OBJETIVOS:
A - De acordo com o texto sobre as transformações sociais no Brasil, qual foi o fator mais importante de mudança nas condições materiais da sociedade?
B - Reproduza fielmente, do texto sobre as transformações sociais no Brasil, tudo o que vai de "Não são poucos" até "janelinha de vidro.".

Desconforto ou ódio? Transformações sociais no Brasil
Os indicadores sociais da última década demonstram que o Brasil promoveu substanciais melhoras no nível de concentração de renda, no acesso a escolarização – com expressiva redução do analfabetismo e acesso ao ensino superior -, na redução da pobreza e miséria, na elevação do poder de compra do salário mínimo e no nível e qualidade dos empregos – ainda que permaneçam deficiências estruturais no mercado de trabalho.
Euzébio Jorge*, no portal da UJS
O estranhamento da elite em ter que partilhar o espaço público tem relação também com o ineditismo de tal fenômeno, a elite nunca encontrou o trabalhador em espaços não hierarquizados
Porém, pelo que pudemos confirmar nos últimos 6 meses, o Brasil ainda tem um árduo caminho a ser trilhado na construção de uma sociedade mais justa, menos desigual e abandonando valores de seu passado colonial.
Os dados mostram que o Brasil atingiu as melhoras em seus indicadores econômicos e sociais em virtude da elevação da renda, que como observamos no texto anterior, promoveu o aquecimento da atividade econômica em diversas partes do país. Em algumas regiões os programas sociais de transferência de renda, como bolsa família e aposentadoria rural, foram os responsáveis pelo, relativamente, elevado crescimento econômico. Contudo o mais importante fator de mudança nas condições materiais da sociedade foi a elevação do poder de compra do salário mínimo, que somado a outros elementos contribuiu para elevação dos salários como um todo. A elevada atividade econômica dos anos 2000, chegando a promover um crescimento do PIB maior que 6% de 2004 a 2008, também gerou empregos de qualidade, com elevados salários, com demanda por boa formação técnica.
A redução da desigualdade e a elevação da capacidade de consumir promoveram um compartilhamento de espaço público estranho a sociedade brasileira. A histórica desigualdade social no país estabeleceu quais espaços “deveriam” ser frequentados por trabalhadores e empresários, negros e brancos, pobres e ricos. Quando esta lógica é pervertida, dado mudanças nas estruturas sociais, um grande desconforto é gerado.
Não são poucos os exemplos de discriminação racial e de classe nos aeroportos brasileiros, agora também frequentados por trabalhadores. Não é novidade a indignação da elite brasileira de ter que partilhar bancos de universidades com negros. Ainda é presente as patroas estarrecidas em terem que pagar direitos trabalhistas a suas empregadas, que em grande parte dos casos moram no trabalho e tem jornada de trabalho de 24h por dia, a disposição da sinhá para o que for necessário. Isso não nos lembra nada? Será que os escravos da casa grande desfrutaram a lei Áurea? Sugiro uma reflexão sobre o quarto de empregada na área de serviço, com porta sem tranca e, em alguns casos, porta com janelinha de vidro.

Entradas de dados coletadas
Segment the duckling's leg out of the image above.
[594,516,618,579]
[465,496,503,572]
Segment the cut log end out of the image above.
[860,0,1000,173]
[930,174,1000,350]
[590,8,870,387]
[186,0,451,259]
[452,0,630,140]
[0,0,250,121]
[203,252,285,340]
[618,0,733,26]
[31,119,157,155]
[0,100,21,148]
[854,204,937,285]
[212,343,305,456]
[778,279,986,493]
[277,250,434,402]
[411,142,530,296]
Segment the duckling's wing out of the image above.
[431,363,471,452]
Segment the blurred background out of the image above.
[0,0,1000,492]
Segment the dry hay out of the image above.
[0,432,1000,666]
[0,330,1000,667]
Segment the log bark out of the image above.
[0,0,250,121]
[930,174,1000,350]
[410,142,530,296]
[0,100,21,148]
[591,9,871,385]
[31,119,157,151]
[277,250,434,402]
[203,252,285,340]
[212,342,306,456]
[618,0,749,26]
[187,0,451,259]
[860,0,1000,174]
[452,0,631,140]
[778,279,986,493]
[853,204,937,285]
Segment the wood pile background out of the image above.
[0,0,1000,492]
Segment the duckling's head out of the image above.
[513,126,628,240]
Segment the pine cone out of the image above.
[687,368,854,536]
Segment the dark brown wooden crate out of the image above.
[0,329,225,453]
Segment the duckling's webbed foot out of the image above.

RESPOSTAS:
A - A elevação do poder de compra do salário mínimo.

B -
Não são poucos os exemplos de discriminação racial e de classe nos aeroportos brasileiros, agora também frequentados por trabalhadores. Não é novidade a indignação da elite brasileira de ter que partilhar bancos de universidades com negros. Ainda é presente as patroas estarrecidas em terem que pagar direitos trabalhistas a suas empregadas, que em grande parte dos casos moram no trabalho e tem jornada de trabalho de 24h por dia, a disposição da sinhá para o que for necessário. Isso não nos lembra nada? Será que os escravos da casa grande desfrutaram a lei Áurea? Sugiro uma reflexão sobre o quarto de empregada na área de serviço, com porta sem tranca e, em alguns casos, porta com janelinha de vidro.